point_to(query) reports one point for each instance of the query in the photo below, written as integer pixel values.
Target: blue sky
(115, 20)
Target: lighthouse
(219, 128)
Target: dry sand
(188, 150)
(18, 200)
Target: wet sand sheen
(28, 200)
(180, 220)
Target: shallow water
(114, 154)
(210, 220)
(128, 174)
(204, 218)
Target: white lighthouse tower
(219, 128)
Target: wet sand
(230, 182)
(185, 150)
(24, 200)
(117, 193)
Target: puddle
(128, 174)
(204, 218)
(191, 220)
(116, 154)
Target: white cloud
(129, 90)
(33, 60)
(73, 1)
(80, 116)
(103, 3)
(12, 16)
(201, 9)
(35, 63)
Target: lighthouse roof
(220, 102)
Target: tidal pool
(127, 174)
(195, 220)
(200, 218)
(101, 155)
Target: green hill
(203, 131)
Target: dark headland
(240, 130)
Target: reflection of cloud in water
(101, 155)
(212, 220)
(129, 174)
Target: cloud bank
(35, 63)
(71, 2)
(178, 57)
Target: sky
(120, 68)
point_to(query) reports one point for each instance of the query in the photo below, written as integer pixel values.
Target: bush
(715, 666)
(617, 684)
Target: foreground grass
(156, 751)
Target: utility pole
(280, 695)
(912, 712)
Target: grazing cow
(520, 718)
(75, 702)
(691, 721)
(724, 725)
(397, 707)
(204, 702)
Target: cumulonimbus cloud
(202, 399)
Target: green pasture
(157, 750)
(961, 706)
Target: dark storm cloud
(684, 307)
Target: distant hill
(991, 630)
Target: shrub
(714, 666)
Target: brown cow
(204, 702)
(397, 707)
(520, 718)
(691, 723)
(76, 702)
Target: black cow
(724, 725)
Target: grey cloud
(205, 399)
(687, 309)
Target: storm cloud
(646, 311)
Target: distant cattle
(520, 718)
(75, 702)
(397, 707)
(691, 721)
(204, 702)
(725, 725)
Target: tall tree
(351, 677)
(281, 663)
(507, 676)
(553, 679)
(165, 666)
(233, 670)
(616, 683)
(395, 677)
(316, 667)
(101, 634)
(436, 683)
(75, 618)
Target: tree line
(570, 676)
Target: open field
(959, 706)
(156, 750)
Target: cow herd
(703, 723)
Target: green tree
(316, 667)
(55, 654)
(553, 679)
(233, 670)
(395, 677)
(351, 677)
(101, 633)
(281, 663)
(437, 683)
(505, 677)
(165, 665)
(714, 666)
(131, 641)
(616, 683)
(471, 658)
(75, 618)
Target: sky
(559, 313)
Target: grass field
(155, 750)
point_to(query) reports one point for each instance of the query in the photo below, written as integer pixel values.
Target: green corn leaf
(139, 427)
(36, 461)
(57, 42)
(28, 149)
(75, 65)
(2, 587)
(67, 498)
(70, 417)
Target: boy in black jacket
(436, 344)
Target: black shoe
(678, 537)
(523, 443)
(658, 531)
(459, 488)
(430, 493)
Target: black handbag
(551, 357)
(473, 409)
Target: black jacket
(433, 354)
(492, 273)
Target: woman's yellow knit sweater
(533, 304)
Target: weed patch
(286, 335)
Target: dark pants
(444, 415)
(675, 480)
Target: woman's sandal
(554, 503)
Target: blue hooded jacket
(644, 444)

-*-

**Stated problem**.
From the line containing "Target: foreground grass" down to the final line of the data, write out every line exactly; both the first and last of these belong in your answer, and nothing else does.

**The result**.
Target: foreground grass
(156, 751)
Target: utility pole
(280, 695)
(912, 712)
Target: grazing cow
(520, 718)
(75, 702)
(691, 721)
(724, 725)
(397, 707)
(204, 702)
Target: cumulonimbus cloud
(202, 399)
Target: green pasture
(157, 750)
(961, 706)
Target: dark storm cloud
(684, 307)
Target: distant hill
(991, 630)
Target: shrub
(714, 666)
Target: brown cow
(204, 702)
(397, 707)
(520, 718)
(691, 723)
(76, 702)
Target: black cow
(724, 725)
Target: grey cloud
(205, 399)
(687, 309)
Target: storm cloud
(646, 311)
Target: distant cattle
(520, 718)
(75, 702)
(397, 707)
(691, 721)
(204, 702)
(725, 725)
Target: tall tree
(351, 677)
(281, 663)
(507, 676)
(553, 679)
(165, 666)
(233, 670)
(616, 683)
(395, 677)
(316, 667)
(101, 634)
(436, 683)
(75, 618)
Target: tree line
(570, 676)
Target: open field
(959, 706)
(156, 750)
Target: cow herd
(703, 723)
Target: green tree
(316, 667)
(55, 654)
(553, 679)
(233, 670)
(395, 677)
(351, 677)
(101, 633)
(281, 663)
(437, 683)
(505, 677)
(165, 665)
(714, 666)
(131, 641)
(616, 683)
(471, 658)
(75, 618)
Target: sky
(559, 313)
Target: grass field
(155, 750)
point_to(query) reports one point for each instance of the query in the photo below, written as integer pixel values.
Target: green corn leaf
(139, 427)
(36, 461)
(57, 42)
(28, 149)
(75, 65)
(2, 587)
(67, 498)
(70, 417)
Target: boy in black jacket
(436, 344)
Target: black shoe
(678, 537)
(523, 443)
(658, 531)
(459, 488)
(430, 493)
Target: black handbag
(551, 357)
(473, 409)
Target: black jacket
(433, 354)
(492, 273)
Target: woman's yellow knit sweater
(533, 304)
Target: weed patch
(286, 335)
Target: dark pants
(444, 415)
(675, 480)
Target: woman's sandal
(554, 503)
Target: blue hooded jacket
(644, 444)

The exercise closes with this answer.